== Recorded data ==

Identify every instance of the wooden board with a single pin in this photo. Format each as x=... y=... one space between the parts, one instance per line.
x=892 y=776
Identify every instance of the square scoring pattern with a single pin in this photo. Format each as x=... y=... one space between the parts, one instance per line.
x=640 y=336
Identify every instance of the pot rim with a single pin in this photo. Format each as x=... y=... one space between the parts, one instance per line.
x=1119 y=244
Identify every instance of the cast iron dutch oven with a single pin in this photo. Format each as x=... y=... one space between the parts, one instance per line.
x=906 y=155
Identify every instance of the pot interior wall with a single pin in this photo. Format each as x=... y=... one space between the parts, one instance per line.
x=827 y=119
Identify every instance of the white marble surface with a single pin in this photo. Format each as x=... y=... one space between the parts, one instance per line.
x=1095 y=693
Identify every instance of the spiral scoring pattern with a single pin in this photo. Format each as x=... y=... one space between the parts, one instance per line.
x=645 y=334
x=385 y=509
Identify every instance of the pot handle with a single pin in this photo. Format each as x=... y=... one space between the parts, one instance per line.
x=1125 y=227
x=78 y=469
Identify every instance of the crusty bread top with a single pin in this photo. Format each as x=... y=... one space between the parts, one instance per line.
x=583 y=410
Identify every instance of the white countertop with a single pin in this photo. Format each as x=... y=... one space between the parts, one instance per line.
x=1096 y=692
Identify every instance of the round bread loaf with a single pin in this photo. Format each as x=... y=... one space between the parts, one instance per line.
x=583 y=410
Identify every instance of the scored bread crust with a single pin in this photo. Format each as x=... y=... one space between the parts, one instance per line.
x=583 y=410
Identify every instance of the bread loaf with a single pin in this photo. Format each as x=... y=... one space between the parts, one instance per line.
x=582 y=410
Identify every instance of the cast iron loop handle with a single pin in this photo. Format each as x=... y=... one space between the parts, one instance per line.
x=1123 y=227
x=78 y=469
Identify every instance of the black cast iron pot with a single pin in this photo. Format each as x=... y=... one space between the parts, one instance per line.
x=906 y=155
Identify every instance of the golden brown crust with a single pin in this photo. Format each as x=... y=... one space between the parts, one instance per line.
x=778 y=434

== Work to complete ==
Copy out, word for word, the lines of the listing from the line with "Identify every instance of the black" up to and including the last line of the listing.

== Written response ==
Identify every instance of the black cast iron pot with a single pin in this photo. Format each as x=... y=... one space between the parts, one instance per line.
x=906 y=155
Identify every instance of the golden brown crust with a single pin in this photo. Format each as x=... y=... one space between the parts, one instance per line.
x=778 y=434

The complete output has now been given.